-- start of Input records --
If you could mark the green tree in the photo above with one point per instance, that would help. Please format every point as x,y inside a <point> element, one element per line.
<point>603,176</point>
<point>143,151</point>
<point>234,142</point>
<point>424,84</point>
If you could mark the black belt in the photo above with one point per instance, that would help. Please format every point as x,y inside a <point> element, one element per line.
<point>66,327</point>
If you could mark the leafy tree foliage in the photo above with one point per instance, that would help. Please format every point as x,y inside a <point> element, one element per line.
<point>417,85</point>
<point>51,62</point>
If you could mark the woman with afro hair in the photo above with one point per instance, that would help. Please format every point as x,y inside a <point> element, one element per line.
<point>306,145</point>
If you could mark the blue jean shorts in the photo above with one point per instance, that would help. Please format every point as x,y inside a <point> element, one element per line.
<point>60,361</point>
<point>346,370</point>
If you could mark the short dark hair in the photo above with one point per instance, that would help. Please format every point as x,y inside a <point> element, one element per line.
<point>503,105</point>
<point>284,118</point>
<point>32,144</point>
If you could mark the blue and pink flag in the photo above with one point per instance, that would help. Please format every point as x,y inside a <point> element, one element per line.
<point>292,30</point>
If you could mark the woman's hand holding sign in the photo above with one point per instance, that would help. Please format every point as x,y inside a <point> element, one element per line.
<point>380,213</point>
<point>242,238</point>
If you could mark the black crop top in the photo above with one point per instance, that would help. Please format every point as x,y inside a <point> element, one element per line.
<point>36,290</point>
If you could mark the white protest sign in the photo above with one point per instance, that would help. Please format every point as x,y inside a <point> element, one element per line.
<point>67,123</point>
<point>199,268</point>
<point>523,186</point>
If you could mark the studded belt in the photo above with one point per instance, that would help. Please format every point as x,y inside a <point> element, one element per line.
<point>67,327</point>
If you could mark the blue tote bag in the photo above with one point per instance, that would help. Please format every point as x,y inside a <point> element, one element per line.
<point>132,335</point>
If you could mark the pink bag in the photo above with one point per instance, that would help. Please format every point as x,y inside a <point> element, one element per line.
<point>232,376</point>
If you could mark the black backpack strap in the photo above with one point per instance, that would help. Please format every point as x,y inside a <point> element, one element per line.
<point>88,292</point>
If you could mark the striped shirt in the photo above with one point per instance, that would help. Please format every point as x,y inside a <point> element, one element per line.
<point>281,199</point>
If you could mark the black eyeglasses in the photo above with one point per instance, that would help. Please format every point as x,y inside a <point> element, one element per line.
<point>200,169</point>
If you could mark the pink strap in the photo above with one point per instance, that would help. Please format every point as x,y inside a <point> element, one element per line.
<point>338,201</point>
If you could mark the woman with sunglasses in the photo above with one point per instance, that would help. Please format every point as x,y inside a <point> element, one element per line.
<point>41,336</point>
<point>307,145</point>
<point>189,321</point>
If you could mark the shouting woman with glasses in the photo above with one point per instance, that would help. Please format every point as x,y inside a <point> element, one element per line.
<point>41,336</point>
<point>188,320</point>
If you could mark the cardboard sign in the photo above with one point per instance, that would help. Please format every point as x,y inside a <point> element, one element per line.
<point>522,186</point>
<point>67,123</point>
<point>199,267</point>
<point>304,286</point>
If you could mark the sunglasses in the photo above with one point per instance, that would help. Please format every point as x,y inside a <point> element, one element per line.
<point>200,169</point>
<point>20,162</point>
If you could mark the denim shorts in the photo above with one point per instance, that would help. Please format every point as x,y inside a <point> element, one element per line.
-- end of Input records --
§ **Set problem**
Copy all of the records above line for line, with no changes.

§ **Solution for this exercise**
If you could mark the green tree in the photo above with one point per instance, that would help. Please format every point as x,y inside a <point> element, one element per line.
<point>603,176</point>
<point>143,151</point>
<point>234,142</point>
<point>424,84</point>
If you could mark the black belt in the photo above with one point per instance, that would help. Please format every point as x,y inside a <point> element, one element per line.
<point>66,327</point>
If you could mark the leafy tree foliage in the photo above with one point per instance, that would help. Please format every point as x,y inside a <point> element, one element per line.
<point>417,85</point>
<point>51,62</point>
If you could mark the woman with afro hair in the photo above with one point per instance, that would help. Please format every point as x,y inside a <point> element, one element per line.
<point>306,145</point>
If you could mark the blue jean shorts in the photo above with one point per instance, that would help. Please format every point as x,y inside a <point> element, one element per line.
<point>60,361</point>
<point>346,370</point>
If you could mark the short dark hair in the photo above with one point per instance, that would help. Please format every point as x,y inside a <point> element, one element per line.
<point>503,105</point>
<point>284,118</point>
<point>32,144</point>
If you could mark the blue and pink flag in the photo above with one point per instance, that would help. Please format every point as x,y inside a <point> element, one element per line.
<point>292,30</point>
If you could mark the woman's hand holding sign in the photo above with one point per instance, that would help. Please format every point as x,y inside a <point> element, one element per line.
<point>380,213</point>
<point>242,238</point>
If you could mark the black crop top in the photo above with one point per instance, that would help. Please format every point as x,y inside a <point> element, one element per line.
<point>36,290</point>
If you could mark the white protest sign in the photo above with one point per instance, that would help. Please format every point as x,y inside a <point> element, one element per line.
<point>67,123</point>
<point>199,268</point>
<point>523,186</point>
If you could mark the studded belt in the photo above with one point per instance, that would help. Please format every point as x,y inside a <point> element, one element per line.
<point>67,327</point>
If you could mark the blue tote bag in the photo above with one point per instance, that would help. Please format every point as x,y inside a <point> element, one element per line.
<point>132,335</point>
If you could mark the pink bag in the photo above with one point per instance, that would help. Please format every point as x,y inside a <point> element, one element per line.
<point>232,376</point>
If you could mark the black backpack strap in the photo above with one point per instance, that would help. Please format every point as x,y inside a <point> element, one element per line.
<point>88,292</point>
If you could mark the striped shirt in the photo above with one point per instance, that would help. Please format every point as x,y inside a <point> element, one element per line.
<point>281,199</point>
If you could mark the black eyeglasses in the photo above with one point per instance, that would help. Please format every point as x,y inside a <point> element, one element per line.
<point>200,169</point>
If you could mark the pink strap in the photo above with one point per instance, that would help. Please format every point as x,y inside a <point> element, one element per line.
<point>338,201</point>
If you could mark the woman with sunglasses in the photo above with one point per instance, that would help. Please format every point as x,y inside a <point> element, one element per line.
<point>41,336</point>
<point>307,145</point>
<point>189,321</point>
If you could mark the shouting woman with glasses in the photo above with one point per instance, that would help. Please format every point as x,y inside a <point> element, one element per line.
<point>41,336</point>
<point>188,320</point>
If you could mark the cardboard sign in the photo above with one point per instance, that would help. Please format every point as x,y inside a <point> element, one element per line.
<point>522,186</point>
<point>67,123</point>
<point>199,267</point>
<point>304,286</point>
If you could mark the sunglasses in the photo above with one point per instance, that would help. Please format every point as x,y inside a <point> element, one element per line.
<point>200,169</point>
<point>20,162</point>
If you could mark the denim shorts in the photo above with one point per instance, that would help. Please format every point as x,y inside a <point> element, one element per line.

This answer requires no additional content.